>> BEGIN GIVEN INFORMATION

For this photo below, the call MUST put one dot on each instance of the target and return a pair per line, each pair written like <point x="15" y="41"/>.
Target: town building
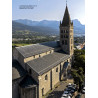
<point x="37" y="68"/>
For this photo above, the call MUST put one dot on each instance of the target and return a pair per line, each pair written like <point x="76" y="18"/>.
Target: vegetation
<point x="78" y="69"/>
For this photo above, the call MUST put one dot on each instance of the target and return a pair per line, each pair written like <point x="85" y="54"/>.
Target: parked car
<point x="68" y="93"/>
<point x="78" y="96"/>
<point x="65" y="96"/>
<point x="83" y="90"/>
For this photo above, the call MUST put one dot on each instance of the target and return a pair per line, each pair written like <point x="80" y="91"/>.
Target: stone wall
<point x="15" y="88"/>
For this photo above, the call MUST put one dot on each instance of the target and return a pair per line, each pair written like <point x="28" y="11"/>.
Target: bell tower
<point x="66" y="33"/>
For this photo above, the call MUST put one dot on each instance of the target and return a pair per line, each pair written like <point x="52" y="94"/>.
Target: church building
<point x="37" y="68"/>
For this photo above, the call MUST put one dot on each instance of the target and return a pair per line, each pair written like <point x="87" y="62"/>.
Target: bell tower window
<point x="65" y="42"/>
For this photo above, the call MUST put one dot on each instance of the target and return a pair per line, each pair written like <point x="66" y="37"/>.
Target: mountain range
<point x="47" y="27"/>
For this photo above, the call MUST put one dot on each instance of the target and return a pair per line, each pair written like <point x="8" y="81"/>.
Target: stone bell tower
<point x="66" y="33"/>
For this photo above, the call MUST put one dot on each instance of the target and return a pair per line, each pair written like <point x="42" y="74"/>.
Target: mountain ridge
<point x="50" y="26"/>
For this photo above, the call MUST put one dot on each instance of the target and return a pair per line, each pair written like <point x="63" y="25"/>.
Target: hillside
<point x="45" y="27"/>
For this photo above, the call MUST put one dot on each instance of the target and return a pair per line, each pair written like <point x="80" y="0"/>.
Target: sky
<point x="48" y="9"/>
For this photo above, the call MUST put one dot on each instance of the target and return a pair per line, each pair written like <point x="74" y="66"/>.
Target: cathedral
<point x="37" y="68"/>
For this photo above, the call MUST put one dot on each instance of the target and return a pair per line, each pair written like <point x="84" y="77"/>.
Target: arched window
<point x="61" y="36"/>
<point x="61" y="31"/>
<point x="66" y="36"/>
<point x="71" y="41"/>
<point x="46" y="77"/>
<point x="66" y="31"/>
<point x="62" y="42"/>
<point x="30" y="71"/>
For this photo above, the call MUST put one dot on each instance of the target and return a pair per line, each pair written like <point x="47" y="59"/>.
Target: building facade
<point x="43" y="65"/>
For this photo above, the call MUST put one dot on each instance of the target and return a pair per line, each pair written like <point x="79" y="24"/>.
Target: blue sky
<point x="48" y="10"/>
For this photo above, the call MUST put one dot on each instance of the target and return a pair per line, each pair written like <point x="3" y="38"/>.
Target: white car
<point x="65" y="96"/>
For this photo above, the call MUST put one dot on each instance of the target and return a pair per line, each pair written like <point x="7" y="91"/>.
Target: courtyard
<point x="58" y="91"/>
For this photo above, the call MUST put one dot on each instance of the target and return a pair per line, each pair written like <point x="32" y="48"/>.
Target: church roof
<point x="45" y="63"/>
<point x="17" y="70"/>
<point x="28" y="82"/>
<point x="34" y="49"/>
<point x="66" y="19"/>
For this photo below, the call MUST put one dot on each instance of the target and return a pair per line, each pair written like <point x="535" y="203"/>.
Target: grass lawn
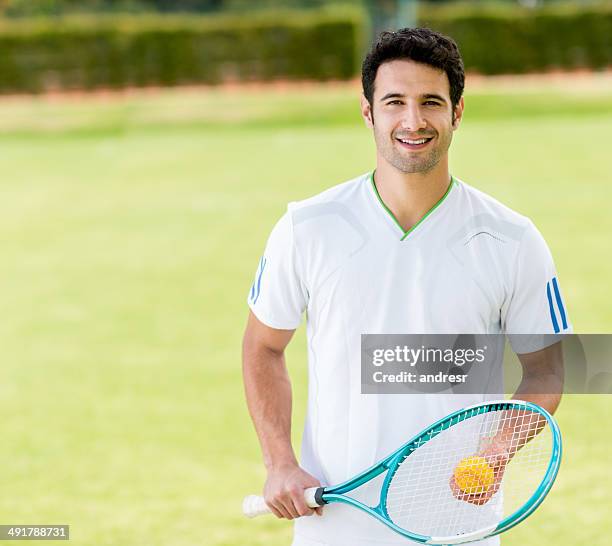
<point x="132" y="227"/>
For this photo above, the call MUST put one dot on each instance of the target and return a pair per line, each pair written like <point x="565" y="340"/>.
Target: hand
<point x="284" y="491"/>
<point x="497" y="456"/>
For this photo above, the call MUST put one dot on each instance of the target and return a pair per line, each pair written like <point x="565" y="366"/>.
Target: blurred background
<point x="146" y="150"/>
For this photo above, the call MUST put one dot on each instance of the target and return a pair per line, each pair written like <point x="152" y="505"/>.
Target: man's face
<point x="411" y="115"/>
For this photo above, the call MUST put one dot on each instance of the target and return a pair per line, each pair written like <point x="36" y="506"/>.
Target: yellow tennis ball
<point x="473" y="475"/>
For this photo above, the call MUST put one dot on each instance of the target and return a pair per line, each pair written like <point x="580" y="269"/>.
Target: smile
<point x="414" y="144"/>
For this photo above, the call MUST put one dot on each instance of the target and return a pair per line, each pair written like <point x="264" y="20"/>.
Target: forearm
<point x="542" y="381"/>
<point x="542" y="384"/>
<point x="268" y="394"/>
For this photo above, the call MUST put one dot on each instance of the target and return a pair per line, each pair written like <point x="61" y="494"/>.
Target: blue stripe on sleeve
<point x="551" y="308"/>
<point x="261" y="268"/>
<point x="559" y="302"/>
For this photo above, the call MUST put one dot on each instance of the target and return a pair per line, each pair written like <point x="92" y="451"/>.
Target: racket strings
<point x="502" y="454"/>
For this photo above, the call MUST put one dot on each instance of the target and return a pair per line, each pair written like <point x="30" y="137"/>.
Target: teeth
<point x="414" y="142"/>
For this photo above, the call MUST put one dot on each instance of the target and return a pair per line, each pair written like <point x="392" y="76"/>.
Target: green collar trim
<point x="405" y="234"/>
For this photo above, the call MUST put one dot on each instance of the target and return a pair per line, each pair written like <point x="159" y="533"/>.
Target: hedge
<point x="117" y="52"/>
<point x="500" y="40"/>
<point x="155" y="50"/>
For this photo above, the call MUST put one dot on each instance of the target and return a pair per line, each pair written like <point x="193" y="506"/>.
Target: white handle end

>> END GIVEN INFORMATION

- **REQUEST**:
Leave out all pictures, then copy the remaining material exactly.

- **COMPLETE ANSWER**:
For this photo below, the call MUST put one dot on each instance of the target and return a pair per line, each pair written like <point x="15" y="41"/>.
Target: town building
<point x="37" y="68"/>
For this photo above, the call MUST put one dot on each instance of the target and return a pair per line, each pair written like <point x="76" y="18"/>.
Target: vegetation
<point x="78" y="69"/>
For this photo above, the call MUST put one dot on each instance of the target and return a pair per line, each pair written like <point x="85" y="54"/>.
Target: parked car
<point x="68" y="93"/>
<point x="78" y="96"/>
<point x="65" y="96"/>
<point x="83" y="90"/>
For this photo above, the call MUST put one dot on each instance of the target and return a pair per line, each pair written like <point x="80" y="91"/>.
Target: stone wall
<point x="15" y="88"/>
For this photo above, the call MUST put one dot on each instance of the target and return a pair per line, each pair written like <point x="28" y="11"/>.
Target: bell tower
<point x="66" y="33"/>
For this photo above, the call MUST put one dot on each instance of the target and return a pair per line, each pair written like <point x="52" y="94"/>.
Target: church building
<point x="37" y="68"/>
For this photo above, the call MUST put one dot on each instance of the target and return a pair per line, each pair written like <point x="87" y="62"/>.
Target: bell tower window
<point x="65" y="42"/>
For this photo above, the call MUST put one dot on each instance of the target and return a pair per line, each pair written like <point x="66" y="37"/>.
Target: mountain range
<point x="47" y="27"/>
For this photo above, the call MUST put one dot on each instance of the target and return a pair per line, each pair written like <point x="8" y="81"/>.
Target: stone bell tower
<point x="66" y="33"/>
For this photo above, the call MUST put one dot on each instance of the target and return a pair per line, each pair written like <point x="42" y="74"/>.
Target: mountain ridge
<point x="50" y="26"/>
For this photo above, the call MUST put one dot on each instance of the target and return a pair per line, each pair written like <point x="63" y="25"/>.
Target: hillside
<point x="45" y="27"/>
For this photo above, the call MUST put one dot on each instance of the target and return a pair per line, each pair written like <point x="80" y="0"/>.
Target: sky
<point x="48" y="9"/>
For this photo above, the call MUST put one dot on each instance of the target and return a pair per line, each pair written like <point x="74" y="66"/>.
Target: cathedral
<point x="37" y="68"/>
For this photo above, the call MUST put one dot on each instance of the target and return a pair per line, each pair written like <point x="84" y="77"/>.
Target: arched window
<point x="61" y="36"/>
<point x="61" y="31"/>
<point x="66" y="36"/>
<point x="71" y="41"/>
<point x="46" y="77"/>
<point x="66" y="31"/>
<point x="62" y="42"/>
<point x="30" y="71"/>
For this photo above, the call MUST put one dot on each instance of the target and return a pair per line, each pair written like <point x="47" y="59"/>.
Target: building facade
<point x="43" y="65"/>
For this photo above, the call MUST put one dot on each instance of the target and return a pair per line, each pair written like <point x="79" y="24"/>.
Target: blue sky
<point x="48" y="10"/>
For this photo above, the call MUST put one dot on each instance of the target and return a pair per line, each pair written like <point x="3" y="38"/>.
Target: white car
<point x="65" y="96"/>
For this photo above, the call MUST put one dot on each instance of the target and return a pair per line, each pair written like <point x="7" y="91"/>.
Target: courtyard
<point x="58" y="91"/>
For this photo above, the call MUST put one dot on each instance of the target and return a pair per line, each pair written like <point x="32" y="48"/>.
Target: church roof
<point x="45" y="63"/>
<point x="17" y="70"/>
<point x="28" y="82"/>
<point x="34" y="49"/>
<point x="66" y="19"/>
For this photo below, the call MUST put one dot on each instance of the target and return a pair per line, each pair written like <point x="535" y="203"/>.
Target: grass lawn
<point x="132" y="227"/>
For this photo above, the call MUST put one dot on each instance of the target and return a pair per line, each pair written like <point x="565" y="340"/>.
Target: hand
<point x="284" y="491"/>
<point x="497" y="456"/>
For this photo above, the call MUST put one dot on each instance of the target and return a pair per line, each pair written like <point x="565" y="366"/>.
Target: blurred background
<point x="146" y="150"/>
For this photo above, the call MUST put one dot on each instance of the target and return a pair per line, each pair written like <point x="152" y="505"/>.
Target: man's face
<point x="411" y="115"/>
For this photo above, the call MUST put one dot on each instance of the target and return a pair per line, each pair written like <point x="36" y="506"/>.
Target: yellow tennis ball
<point x="473" y="475"/>
For this photo above, the call MUST put one dot on each instance of the target and return a pair per line, each pair written like <point x="580" y="269"/>.
Target: smile
<point x="414" y="144"/>
For this photo above, the call MUST put one dot on each instance of the target and return a pair per line, each pair written like <point x="264" y="20"/>.
Target: forearm
<point x="542" y="381"/>
<point x="542" y="384"/>
<point x="268" y="394"/>
For this photo above, the call MUST put one dot on each instance of the target and return a pair per line, each pair written like <point x="61" y="494"/>.
Target: blue stripe on sleeve
<point x="551" y="308"/>
<point x="261" y="268"/>
<point x="559" y="302"/>
For this photo above, the call MUST put one dot on each instance of the target and return a pair per line, each pair written like <point x="92" y="451"/>.
Target: racket strings
<point x="502" y="454"/>
For this photo above, the call MUST put one dot on each instance of the target and return a pair per line, each pair written like <point x="30" y="137"/>.
Target: teeth
<point x="414" y="142"/>
For this photo above, the call MUST put one dot on each instance of the target and return a pair per line, each pair written like <point x="392" y="76"/>.
Target: green collar trim
<point x="405" y="234"/>
For this photo above, the call MUST put one dot on each instance of the target and return a pair per line, each pair written like <point x="159" y="533"/>.
Target: hedge
<point x="117" y="52"/>
<point x="500" y="40"/>
<point x="155" y="50"/>
For this photo above, the call MUST put one dot on each instance of the target and return a pair per line, each pair written like <point x="193" y="506"/>.
Target: white handle end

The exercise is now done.